* **Aim**
Rewrite the lines from the one containing "Objective — for every instance of the crib" up to and including the one containing "Target: crib slat", substituting "stair baluster" for "crib slat" and leaving everything else unchanged.

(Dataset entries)
[BEGIN]

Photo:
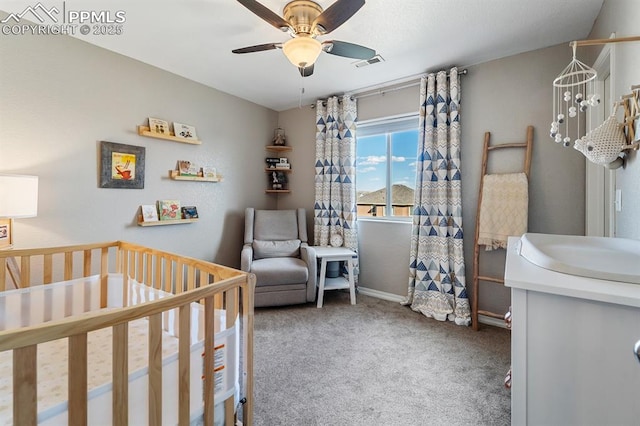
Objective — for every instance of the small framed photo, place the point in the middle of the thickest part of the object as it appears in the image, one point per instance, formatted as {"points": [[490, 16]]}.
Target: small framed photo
{"points": [[189, 212], [122, 166], [184, 131], [6, 234], [149, 213], [209, 172], [169, 209], [188, 168], [159, 126]]}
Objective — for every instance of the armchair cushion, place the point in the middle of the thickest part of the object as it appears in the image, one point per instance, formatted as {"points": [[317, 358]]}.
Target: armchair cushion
{"points": [[280, 270], [267, 249]]}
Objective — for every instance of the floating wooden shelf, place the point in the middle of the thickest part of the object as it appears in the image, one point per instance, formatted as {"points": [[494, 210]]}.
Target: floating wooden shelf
{"points": [[279, 148], [173, 174], [167, 222], [144, 131], [269, 170]]}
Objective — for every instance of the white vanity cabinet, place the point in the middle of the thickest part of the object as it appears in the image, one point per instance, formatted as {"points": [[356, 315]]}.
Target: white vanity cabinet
{"points": [[572, 347]]}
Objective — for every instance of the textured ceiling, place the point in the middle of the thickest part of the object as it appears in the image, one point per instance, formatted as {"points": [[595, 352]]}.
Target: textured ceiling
{"points": [[194, 39]]}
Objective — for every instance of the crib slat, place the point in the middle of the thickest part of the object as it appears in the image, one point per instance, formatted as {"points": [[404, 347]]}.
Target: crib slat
{"points": [[157, 281], [68, 265], [191, 277], [86, 266], [231, 309], [179, 277], [78, 379], [120, 398], [184, 363], [3, 274], [47, 274], [25, 271], [104, 275], [209, 346], [155, 369], [168, 272], [148, 279], [140, 267], [247, 378], [25, 386]]}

[END]

* **Task result**
Objective — for every instance of the stair baluster, place the point in the middle of the thickest part of the object as it appears in the image, one point per instance, formatted as {"points": [[404, 347]]}.
Target: stair baluster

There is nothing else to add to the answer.